**EXERCISE GOAL**. Write down each entry again, exactly as it reads.

--------------------------------

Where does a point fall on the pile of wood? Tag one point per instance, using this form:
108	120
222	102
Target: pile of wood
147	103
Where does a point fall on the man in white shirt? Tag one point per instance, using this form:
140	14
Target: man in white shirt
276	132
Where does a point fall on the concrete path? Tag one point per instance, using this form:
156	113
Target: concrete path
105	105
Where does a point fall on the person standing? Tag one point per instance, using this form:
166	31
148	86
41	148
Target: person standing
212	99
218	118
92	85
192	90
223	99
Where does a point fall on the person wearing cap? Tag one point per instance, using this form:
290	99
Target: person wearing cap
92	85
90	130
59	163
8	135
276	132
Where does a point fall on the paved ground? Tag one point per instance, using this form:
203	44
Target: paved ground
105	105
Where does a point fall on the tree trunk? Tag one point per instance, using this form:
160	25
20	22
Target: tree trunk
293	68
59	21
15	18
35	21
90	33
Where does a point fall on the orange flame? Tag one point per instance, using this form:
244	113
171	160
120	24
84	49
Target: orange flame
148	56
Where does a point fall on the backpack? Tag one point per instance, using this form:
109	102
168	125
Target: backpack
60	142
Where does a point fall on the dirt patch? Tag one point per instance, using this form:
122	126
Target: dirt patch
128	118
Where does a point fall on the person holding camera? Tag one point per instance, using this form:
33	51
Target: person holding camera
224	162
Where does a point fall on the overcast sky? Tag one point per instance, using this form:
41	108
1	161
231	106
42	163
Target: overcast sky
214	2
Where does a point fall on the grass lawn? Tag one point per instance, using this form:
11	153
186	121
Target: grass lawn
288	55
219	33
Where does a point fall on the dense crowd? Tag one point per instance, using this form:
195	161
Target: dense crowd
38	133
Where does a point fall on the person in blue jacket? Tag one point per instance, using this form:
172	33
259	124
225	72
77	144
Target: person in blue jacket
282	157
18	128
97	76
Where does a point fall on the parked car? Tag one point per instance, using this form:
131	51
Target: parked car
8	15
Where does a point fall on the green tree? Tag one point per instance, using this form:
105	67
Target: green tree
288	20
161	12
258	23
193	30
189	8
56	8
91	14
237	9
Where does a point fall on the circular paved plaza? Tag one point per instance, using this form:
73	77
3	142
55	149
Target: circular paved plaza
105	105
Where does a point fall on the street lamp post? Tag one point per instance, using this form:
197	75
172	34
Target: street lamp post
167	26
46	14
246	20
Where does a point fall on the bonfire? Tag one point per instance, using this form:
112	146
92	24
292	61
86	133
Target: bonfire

--------------------------------

**SOLUTION TO THE EXERCISE**.
Where does a point fall on the pile of wood? Tag one point per instance, using this form:
108	120
222	102
Target: pile of wood
147	103
Where does a point fall on the man in white shirt? Tag one point per instance, using this form:
140	14
Target: man in white shirt
276	132
Where does a point fall on the concrete path? Tag one point per instance, using this form:
156	113
Target: concrete path
105	105
Where does a point fall on the person standing? Tag one point per instance, using this form:
166	31
148	86
41	148
Target: person standing
212	99
218	118
92	85
192	90
223	99
Where does a point fall on the person wearing cap? Tag one point per instance, using this form:
290	99
Target: person wearing cap
92	85
90	130
59	163
8	135
276	132
Where does a point fall on the paved ground? Tag one point per instance, using this form:
203	44
Target: paved ground
105	105
Where does a point fall on the tree trunk? Tag one point per instance, using this form:
160	25
20	22
Target: tree trunk
293	68
59	21
15	18
35	21
90	33
Where does a point fall on the orange flame? Tag one point per instance, using this form:
244	113
171	160
120	24
84	49
Target: orange flame
148	56
Where does a point fall on the backpack? Tag one point per instance, using this form:
109	102
168	125
Target: backpack
60	142
Where does a point fall on the dirt patch? Tag one point per instance, using this form:
122	126
Target: dirt patch
128	118
Where does a point fall on the person holding camera? Tag one point per instance, using this form:
33	51
Target: person holding camera
224	162
Where does a point fall on the overcast sky? Tag one point per instance, using this form:
41	108
1	161
231	106
42	163
Target: overcast sky
214	2
Where does a point fall on the grass lawn? Tag one point per instance, using this form:
11	153
186	121
Target: grass lawn
288	55
219	33
Where does a point fall on the dense crowd? Tag one point per instance, using this form:
195	161
Target: dense crowd
38	133
Where does a point fall on the person in blue jacket? Tag one point per instance, using this form:
172	33
259	124
225	72
77	144
Target: person in blue jacket
282	157
18	128
97	76
Where does a point fall on the parked car? Tag one point per instance, using this form:
131	51
Target: parked car
8	15
Where does a point fall on the green tree? Tag one point per instance, using this form:
105	67
Target: green tree
288	20
161	12
258	23
193	30
189	8
56	8
91	14
237	9
Where does a point fall on the circular paved plaza? Tag one point per instance, using this form:
73	77
3	142
55	149
Target: circular paved plaza
105	105
Where does a point fall on the street lamp post? Tag one point per instance, using this form:
197	75
172	34
Target: street lamp post
167	26
46	14
246	20
Where does a point fall on the bonfire? Tag one point per instance, using this form:
112	146
92	24
292	61
86	133
Target: bonfire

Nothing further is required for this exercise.